_Source excerpt_:

******************************

Notes: 1) To review the complete list of current TSI stock selections, logon at http://www.speculative-investor.com/new/market_logon.asp and then click on "Stock Selections" in the menu. When at the Stock Selections page, click on a stock's symbol to bring-up an archive of our comments on the stock in question. 2) The Small Stock Watch List is located at http://www.speculative-investor.com/new/smallstockwatch.html

Discussing a potential future TSI stock selection

In the 16th December Weekly Update we mentioned five junior gold stocks with the potential to be future additions to the TSI Stocks List, including brief notes on each stock explaining why it had speculative merit and why we weren't going to immediately add it. The stocks were Golden Queen Mining (GQM.TO), Minera IRL (IRL.TO), Midway Gold (MDW), Papillon Resources (PIR.AX), and Roxgold (ROG.V).

With one exception, all of these stocks have since done well. Of particular note, GQM.TO has gained about 150% since mid-December.

The one exception is IRL.TO, which has barely moved. This got us thinking that IRL was worth another look on the basis that it had the potential to make a catch-up move.



Here's what we wrote about IRL in December:

"IRL has 182M shares outstanding and ended last week at C$0.17. Its two most important assets are the Don Nicolas gold project in Argentina and the Ollachea gold project in Peru. Both projects are fully permitted and ready to enter the mine construction phase. Also, in both cases the planned mine would likely be profitable at $1250/oz for gold.

IRL's market cap is very low relative to the value of its mining assets. Financing is the problem. Financing is in place for the Don Nicolas mine construction, but the company has negative working capital and therefore urgently needs to raise more money to continue progressing its Ollachea project and just stay in business.

******************************

_What you need to do_:
[a] Do the following statements agree with the text on junior gold stocks? Answer yes or no for each, quoting the words of the text that decide it.
(i) GQM.TO has gained about 150% since mid-December.
(ii) Financing is already in place for construction of the Ollachea mine.
(iii) IRL had 182M shares outstanding.
[b] Could you repeat the part of the text on junior gold stocks starting with "Here's what we" and going on through "stay in business.", copying it word for word?

Rows from a dataset:

******************************

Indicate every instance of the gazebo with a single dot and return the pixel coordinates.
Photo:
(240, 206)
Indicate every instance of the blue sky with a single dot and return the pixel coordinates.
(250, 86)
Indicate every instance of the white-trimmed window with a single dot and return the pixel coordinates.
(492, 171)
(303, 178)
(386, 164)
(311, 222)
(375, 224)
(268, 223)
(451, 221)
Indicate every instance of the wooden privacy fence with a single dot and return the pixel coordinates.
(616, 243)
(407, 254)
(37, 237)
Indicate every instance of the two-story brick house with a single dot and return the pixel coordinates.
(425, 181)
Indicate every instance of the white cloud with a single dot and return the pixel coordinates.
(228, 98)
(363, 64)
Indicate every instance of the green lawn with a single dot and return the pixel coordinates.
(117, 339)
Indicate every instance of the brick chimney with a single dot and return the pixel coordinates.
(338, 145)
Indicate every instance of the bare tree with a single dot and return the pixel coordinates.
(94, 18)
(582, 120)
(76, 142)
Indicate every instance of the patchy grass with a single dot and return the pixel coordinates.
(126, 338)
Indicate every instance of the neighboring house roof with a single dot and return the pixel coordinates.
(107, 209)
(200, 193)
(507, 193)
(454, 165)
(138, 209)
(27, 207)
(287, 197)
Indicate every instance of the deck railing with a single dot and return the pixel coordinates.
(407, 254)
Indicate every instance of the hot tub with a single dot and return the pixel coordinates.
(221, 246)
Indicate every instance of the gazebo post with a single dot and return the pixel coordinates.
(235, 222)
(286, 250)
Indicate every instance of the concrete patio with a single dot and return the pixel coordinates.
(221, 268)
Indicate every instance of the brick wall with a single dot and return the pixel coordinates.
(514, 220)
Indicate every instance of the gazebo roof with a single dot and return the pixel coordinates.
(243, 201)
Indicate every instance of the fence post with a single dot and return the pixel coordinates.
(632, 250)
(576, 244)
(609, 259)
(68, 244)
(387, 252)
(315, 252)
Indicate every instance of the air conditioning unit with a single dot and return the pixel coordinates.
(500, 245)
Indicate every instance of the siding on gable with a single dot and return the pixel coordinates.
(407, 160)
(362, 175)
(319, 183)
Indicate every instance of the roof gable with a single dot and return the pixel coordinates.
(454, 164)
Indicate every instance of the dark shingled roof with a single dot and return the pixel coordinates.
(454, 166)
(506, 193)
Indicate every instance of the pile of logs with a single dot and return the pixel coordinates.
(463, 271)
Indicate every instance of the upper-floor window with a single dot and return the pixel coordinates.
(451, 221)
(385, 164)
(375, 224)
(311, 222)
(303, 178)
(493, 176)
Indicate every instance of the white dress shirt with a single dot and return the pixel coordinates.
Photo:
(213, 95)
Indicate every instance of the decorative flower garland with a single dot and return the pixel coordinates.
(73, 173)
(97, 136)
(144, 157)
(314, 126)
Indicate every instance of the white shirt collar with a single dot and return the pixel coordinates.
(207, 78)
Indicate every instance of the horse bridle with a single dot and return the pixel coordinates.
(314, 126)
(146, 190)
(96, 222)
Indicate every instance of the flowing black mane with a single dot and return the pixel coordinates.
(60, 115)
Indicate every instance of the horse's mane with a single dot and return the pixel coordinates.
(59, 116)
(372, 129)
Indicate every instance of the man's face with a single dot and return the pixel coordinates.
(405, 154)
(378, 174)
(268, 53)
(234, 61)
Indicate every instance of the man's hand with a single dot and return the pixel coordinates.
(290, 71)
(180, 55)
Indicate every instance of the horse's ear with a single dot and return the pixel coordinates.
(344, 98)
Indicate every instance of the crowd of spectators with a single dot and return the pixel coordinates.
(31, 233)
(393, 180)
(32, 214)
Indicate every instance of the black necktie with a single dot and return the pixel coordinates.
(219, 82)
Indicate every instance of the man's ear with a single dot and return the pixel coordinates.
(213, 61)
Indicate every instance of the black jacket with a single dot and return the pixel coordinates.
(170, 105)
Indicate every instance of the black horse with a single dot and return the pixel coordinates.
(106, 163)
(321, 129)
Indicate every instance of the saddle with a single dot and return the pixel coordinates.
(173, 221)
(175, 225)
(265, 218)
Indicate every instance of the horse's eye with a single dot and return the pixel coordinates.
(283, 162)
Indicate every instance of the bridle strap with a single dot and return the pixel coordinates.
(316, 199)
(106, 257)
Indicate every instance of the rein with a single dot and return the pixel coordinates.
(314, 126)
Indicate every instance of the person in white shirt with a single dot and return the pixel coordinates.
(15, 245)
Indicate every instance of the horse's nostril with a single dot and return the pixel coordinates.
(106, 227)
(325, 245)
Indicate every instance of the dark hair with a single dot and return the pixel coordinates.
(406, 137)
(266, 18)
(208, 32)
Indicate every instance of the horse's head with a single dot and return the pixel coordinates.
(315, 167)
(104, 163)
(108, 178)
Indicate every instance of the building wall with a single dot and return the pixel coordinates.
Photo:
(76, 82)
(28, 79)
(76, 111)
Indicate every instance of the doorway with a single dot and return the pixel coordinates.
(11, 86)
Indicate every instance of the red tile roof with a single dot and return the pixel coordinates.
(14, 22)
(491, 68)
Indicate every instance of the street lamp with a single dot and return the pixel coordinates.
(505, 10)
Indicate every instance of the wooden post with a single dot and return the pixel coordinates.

******************************

_Solved problems_:
[a]
(i) Yes: "GQM.TO has gained about 150% since mid-December."
(ii) No: "Financing is in place for the Don Nicolas mine construction, but the company has negative working capital and therefore urgently needs to raise more money to continue progressing its Ollachea project"
(iii) Yes: "IRL has 182M shares outstanding"

[b]
Here's what we wrote about IRL in December:

"IRL has 182M shares outstanding and ended last week at C$0.17. Its two most important assets are the Don Nicolas gold project in Argentina and the Ollachea gold project in Peru. Both projects are fully permitted and ready to enter the mine construction phase. Also, in both cases the planned mine would likely be profitable at $1250/oz for gold.

IRL's market cap is very low relative to the value of its mining assets. Financing is the problem. Financing is in place for the Don Nicolas mine construction, but the company has negative working capital and therefore urgently needs to raise more money to continue progressing its Ollachea project and just stay in business.